Aim of the task
From the data that follows, copy every line with the string "finger".

******************************

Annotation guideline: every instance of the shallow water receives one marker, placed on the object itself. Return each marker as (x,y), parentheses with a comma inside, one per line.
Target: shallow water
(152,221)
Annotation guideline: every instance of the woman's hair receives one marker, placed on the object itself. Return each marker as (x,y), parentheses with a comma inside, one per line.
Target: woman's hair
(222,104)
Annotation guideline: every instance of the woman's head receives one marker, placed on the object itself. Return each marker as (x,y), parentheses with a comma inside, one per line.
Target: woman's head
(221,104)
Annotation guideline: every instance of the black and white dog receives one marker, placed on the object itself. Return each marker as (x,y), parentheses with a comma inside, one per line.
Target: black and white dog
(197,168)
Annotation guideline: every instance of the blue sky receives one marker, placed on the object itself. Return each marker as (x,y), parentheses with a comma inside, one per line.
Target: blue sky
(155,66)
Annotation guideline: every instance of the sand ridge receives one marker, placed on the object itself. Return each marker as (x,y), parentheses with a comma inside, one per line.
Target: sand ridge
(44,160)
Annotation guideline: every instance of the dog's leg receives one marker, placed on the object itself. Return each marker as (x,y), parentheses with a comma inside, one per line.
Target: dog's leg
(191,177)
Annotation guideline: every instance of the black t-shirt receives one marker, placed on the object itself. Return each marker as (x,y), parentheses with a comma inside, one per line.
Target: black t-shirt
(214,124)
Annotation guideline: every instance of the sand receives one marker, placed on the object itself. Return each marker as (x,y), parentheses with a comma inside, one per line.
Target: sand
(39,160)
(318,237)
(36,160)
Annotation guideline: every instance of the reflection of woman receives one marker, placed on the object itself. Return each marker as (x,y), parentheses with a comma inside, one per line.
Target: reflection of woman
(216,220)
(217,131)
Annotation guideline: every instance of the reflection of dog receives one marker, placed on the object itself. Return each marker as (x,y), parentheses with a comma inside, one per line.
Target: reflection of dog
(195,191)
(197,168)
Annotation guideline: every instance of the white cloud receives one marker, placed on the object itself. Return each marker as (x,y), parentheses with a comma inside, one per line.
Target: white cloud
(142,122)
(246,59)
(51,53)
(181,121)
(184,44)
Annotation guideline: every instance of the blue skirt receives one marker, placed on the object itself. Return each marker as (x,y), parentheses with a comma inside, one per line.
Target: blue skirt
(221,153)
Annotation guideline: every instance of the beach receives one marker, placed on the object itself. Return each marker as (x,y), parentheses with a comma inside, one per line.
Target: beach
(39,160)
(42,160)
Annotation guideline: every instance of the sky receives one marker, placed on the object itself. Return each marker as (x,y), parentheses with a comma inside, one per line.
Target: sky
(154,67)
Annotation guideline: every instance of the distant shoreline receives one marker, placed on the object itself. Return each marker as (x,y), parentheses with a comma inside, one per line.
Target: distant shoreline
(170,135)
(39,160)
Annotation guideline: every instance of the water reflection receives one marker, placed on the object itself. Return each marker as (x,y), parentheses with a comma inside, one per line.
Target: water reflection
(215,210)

******************************

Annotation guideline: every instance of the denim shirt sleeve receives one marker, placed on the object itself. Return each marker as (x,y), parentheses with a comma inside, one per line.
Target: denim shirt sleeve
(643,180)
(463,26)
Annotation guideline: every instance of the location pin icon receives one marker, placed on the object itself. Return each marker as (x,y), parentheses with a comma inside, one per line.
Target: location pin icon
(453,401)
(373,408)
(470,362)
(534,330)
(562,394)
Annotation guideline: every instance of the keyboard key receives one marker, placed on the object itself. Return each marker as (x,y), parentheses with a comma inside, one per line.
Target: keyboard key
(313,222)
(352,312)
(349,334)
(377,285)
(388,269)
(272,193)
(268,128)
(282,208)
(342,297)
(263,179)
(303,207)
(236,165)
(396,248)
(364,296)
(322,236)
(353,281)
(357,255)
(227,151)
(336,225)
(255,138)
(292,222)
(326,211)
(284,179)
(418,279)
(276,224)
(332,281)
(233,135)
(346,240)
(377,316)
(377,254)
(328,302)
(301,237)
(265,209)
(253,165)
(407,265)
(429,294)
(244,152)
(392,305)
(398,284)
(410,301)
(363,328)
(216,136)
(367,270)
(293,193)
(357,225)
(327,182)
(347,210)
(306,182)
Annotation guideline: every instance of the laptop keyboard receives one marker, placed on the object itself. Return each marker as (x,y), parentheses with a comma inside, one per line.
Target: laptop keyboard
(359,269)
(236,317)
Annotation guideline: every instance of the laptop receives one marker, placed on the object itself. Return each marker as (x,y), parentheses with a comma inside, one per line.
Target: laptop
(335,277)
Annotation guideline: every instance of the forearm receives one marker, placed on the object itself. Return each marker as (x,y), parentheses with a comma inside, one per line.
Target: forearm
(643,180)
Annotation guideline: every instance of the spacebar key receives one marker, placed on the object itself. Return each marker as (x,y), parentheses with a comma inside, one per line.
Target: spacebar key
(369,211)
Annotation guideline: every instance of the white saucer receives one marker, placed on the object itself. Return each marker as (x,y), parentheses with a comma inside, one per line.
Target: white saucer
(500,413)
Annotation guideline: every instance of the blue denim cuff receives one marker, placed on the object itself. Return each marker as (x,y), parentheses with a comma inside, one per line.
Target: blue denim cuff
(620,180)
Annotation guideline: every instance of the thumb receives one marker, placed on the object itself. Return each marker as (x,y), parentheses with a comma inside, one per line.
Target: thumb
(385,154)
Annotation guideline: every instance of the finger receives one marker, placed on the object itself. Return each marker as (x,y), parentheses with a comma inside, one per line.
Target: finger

******************************

Answer to this exercise
Annotation guideline: every instance of the finger receives one marker, placed on the object itself. Return each marker as (x,y), parentheses with a comma inside, one per line.
Target: finger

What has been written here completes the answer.